■ WAT GEVRAAGD WORDT: Vervang in het deel van het fragment dat begint met de woorden "In de overeenkomst is bepaald" en eindigt met "medicijn zal aanhouden." elke keer "medicijn" door "geneesmiddel". Geef dat deel daarna opnieuw weer.

■ GESELECTEERD FRAGMENT:
--------------------------------------------------

In 2005 heeft belanghebbende met betrekking tot dit medicijn met de Staat der Nederlanden een overeenkomst (hierna: de overeenkomst) gesloten, waarvan de inhoud voor zover van belang is opgenomen in rechtsoverweging 2.2 van ’s Hofs uitspraak.
3.1.3.
In de overeenkomst is bepaald dat de Staat aan belanghebbende een financiële bijdrage van maximaal € 3.000.000 verstrekt met het oog op de verdere ontwikkeling van het medicijn. In de overeenkomst is een voortgangsschema opgenomen met verschillende stadia van ontwikkeling. Per stadium is aangegeven welke werkzaamheden belanghebbende verricht, welke de kosten zijn van die werkzaamheden, en welke de bijdrage is die de Staat geeft.
Voorts bepaalt de overeenkomst dat de Staat bij succesvolle registratie van het medicijn het recht heeft als meest bevoorrechte koper (‘most favoured customer’) het medicijn aan te schaffen tegen een gereduceerde prijs, alsmede het recht het medicijn voor defensiedoeleinden te gebruiken zonder betaling van royalty’s. Voorts houdt de overeenkomst in dat belanghebbende op verzoek van de Staat een door deze te bepalen vaste voorraad van het medicijn zal aanhouden.

--------------------------------------------------

■ VASTGELEGDE GEGEVENS:
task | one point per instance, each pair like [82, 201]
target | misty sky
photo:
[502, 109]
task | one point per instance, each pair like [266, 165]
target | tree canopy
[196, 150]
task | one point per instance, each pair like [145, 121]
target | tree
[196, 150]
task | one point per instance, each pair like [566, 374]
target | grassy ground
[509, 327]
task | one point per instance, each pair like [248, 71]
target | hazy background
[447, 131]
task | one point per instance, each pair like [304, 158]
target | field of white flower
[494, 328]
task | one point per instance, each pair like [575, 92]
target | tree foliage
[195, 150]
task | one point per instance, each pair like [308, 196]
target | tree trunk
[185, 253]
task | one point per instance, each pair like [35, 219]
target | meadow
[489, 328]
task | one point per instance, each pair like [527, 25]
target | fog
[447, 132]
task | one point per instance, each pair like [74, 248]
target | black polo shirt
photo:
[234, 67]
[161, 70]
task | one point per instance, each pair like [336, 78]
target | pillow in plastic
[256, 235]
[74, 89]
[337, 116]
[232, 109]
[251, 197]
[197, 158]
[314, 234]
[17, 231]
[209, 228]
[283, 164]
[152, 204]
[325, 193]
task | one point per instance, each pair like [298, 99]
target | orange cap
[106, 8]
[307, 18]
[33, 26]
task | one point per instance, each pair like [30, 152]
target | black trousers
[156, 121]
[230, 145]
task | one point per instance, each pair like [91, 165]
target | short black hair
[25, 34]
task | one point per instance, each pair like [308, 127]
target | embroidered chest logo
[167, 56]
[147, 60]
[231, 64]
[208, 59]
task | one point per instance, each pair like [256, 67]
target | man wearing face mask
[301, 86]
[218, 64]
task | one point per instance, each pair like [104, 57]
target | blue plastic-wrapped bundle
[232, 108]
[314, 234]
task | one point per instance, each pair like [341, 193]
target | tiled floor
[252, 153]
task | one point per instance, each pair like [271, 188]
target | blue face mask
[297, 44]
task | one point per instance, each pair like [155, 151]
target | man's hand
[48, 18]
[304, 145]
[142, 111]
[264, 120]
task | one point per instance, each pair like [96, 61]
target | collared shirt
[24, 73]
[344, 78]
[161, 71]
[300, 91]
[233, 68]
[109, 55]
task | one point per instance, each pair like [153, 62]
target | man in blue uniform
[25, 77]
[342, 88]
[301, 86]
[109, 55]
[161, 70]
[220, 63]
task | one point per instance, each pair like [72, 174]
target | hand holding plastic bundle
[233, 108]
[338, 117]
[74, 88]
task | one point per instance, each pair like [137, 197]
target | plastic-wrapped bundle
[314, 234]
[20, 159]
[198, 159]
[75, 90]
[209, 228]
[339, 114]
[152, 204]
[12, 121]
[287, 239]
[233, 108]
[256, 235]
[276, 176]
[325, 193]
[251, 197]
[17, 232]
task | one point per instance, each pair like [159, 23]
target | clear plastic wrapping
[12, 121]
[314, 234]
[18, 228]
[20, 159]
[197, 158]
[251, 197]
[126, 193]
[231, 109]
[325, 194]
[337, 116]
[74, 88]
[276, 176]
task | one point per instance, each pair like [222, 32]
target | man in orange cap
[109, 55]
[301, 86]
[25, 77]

--------------------------------------------------

■ RESULTAAT OPDRACHT:
In de overeenkomst is bepaald dat de Staat aan belanghebbende een financiële bijdrage van maximaal € 3.000.000 verstrekt met het oog op de verdere ontwikkeling van het geneesmiddel. In de overeenkomst is een voortgangsschema opgenomen met verschillende stadia van ontwikkeling. Per stadium is aangegeven welke werkzaamheden belanghebbende verricht, welke de kosten zijn van die werkzaamheden, en welke de bijdrage is die de Staat geeft.
Voorts bepaalt de overeenkomst dat de Staat bij succesvolle registratie van het geneesmiddel het recht heeft als meest bevoorrechte koper (‘most favoured customer’) het geneesmiddel aan te schaffen tegen een gereduceerde prijs, alsmede het recht het geneesmiddel voor defensiedoeleinden te gebruiken zonder betaling van royalty’s. Voorts houdt de overeenkomst in dat belanghebbende op verzoek van de Staat een door deze te bepalen vaste voorraad van het geneesmiddel zal aanhouden.